#### What to produce
Reproduce the lines from the line with "computer monitor |" up to and including the line with "146 59 L 145", substituting "upper-left corner" for "top-left corner" and leaving all other text unaltered.

#### Source data
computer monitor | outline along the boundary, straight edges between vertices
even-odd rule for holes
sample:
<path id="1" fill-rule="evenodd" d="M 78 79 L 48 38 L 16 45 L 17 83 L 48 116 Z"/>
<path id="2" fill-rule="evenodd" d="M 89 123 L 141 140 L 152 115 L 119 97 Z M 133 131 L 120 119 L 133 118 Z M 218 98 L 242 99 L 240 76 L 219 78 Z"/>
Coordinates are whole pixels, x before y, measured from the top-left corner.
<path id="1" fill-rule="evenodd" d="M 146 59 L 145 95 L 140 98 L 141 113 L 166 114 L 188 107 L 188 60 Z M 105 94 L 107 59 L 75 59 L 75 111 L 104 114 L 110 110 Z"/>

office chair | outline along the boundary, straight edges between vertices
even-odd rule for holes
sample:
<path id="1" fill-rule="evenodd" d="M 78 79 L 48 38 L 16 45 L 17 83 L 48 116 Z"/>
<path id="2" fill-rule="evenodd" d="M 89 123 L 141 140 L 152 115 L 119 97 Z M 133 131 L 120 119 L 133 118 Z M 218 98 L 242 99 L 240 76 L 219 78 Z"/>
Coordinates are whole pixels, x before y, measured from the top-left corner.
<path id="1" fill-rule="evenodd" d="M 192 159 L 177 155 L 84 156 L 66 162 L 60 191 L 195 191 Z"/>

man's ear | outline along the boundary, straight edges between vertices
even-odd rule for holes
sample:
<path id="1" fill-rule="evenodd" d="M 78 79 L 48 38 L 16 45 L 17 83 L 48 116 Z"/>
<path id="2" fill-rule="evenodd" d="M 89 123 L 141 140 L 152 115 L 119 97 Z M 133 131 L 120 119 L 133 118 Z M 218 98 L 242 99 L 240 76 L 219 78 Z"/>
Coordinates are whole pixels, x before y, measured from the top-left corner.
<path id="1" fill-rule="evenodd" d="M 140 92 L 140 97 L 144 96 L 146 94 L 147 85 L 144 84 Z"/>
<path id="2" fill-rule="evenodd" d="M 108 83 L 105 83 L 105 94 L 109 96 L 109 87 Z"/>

---

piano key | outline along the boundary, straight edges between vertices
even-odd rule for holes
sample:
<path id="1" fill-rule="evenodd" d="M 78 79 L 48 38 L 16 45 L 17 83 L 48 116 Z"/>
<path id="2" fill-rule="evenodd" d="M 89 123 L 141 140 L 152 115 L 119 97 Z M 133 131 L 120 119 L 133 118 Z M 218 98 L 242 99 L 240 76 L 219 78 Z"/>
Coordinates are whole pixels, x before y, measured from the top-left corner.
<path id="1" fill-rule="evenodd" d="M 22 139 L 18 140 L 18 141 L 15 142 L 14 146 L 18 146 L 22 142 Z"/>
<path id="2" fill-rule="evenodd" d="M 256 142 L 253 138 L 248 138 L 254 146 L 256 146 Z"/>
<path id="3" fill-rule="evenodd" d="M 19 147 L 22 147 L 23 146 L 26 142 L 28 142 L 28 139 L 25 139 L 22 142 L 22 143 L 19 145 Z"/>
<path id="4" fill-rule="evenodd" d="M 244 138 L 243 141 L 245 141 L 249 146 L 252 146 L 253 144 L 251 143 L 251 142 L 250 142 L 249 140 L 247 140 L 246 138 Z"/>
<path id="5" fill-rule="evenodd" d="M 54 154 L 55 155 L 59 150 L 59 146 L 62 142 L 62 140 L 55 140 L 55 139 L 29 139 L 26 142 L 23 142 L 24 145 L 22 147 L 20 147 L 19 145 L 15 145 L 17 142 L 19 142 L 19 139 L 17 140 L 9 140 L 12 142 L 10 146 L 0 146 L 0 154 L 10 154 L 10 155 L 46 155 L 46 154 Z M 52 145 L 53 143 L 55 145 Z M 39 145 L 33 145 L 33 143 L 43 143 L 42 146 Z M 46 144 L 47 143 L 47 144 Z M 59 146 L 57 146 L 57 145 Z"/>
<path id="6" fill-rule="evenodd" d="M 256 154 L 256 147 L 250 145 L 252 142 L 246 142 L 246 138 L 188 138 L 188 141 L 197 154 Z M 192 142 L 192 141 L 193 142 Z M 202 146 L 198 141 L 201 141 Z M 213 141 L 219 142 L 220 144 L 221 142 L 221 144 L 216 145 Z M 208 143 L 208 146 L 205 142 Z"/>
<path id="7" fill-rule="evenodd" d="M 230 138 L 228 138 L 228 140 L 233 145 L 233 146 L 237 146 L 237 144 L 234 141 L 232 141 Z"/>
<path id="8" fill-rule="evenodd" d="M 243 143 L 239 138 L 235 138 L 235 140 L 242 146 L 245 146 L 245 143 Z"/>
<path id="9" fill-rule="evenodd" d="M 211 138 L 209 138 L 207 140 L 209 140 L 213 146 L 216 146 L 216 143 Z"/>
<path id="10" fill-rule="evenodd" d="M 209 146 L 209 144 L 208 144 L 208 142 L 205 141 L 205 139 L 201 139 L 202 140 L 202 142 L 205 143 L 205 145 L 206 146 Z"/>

#### Response to this task
computer monitor | outline along the boundary, straight edges between vertices
even-odd rule for holes
sample:
<path id="1" fill-rule="evenodd" d="M 78 79 L 48 38 L 16 45 L 17 83 L 48 116 Z"/>
<path id="2" fill-rule="evenodd" d="M 89 123 L 141 140 L 152 115 L 119 97 Z M 133 131 L 120 119 L 133 118 Z M 218 98 L 242 99 L 240 76 L 219 78 Z"/>
Coordinates are whole pixels, x before y, measured from the upper-left corner.
<path id="1" fill-rule="evenodd" d="M 146 59 L 145 95 L 140 98 L 141 113 L 166 114 L 188 107 L 188 60 Z M 105 94 L 107 59 L 75 59 L 75 111 L 104 114 L 110 110 Z"/>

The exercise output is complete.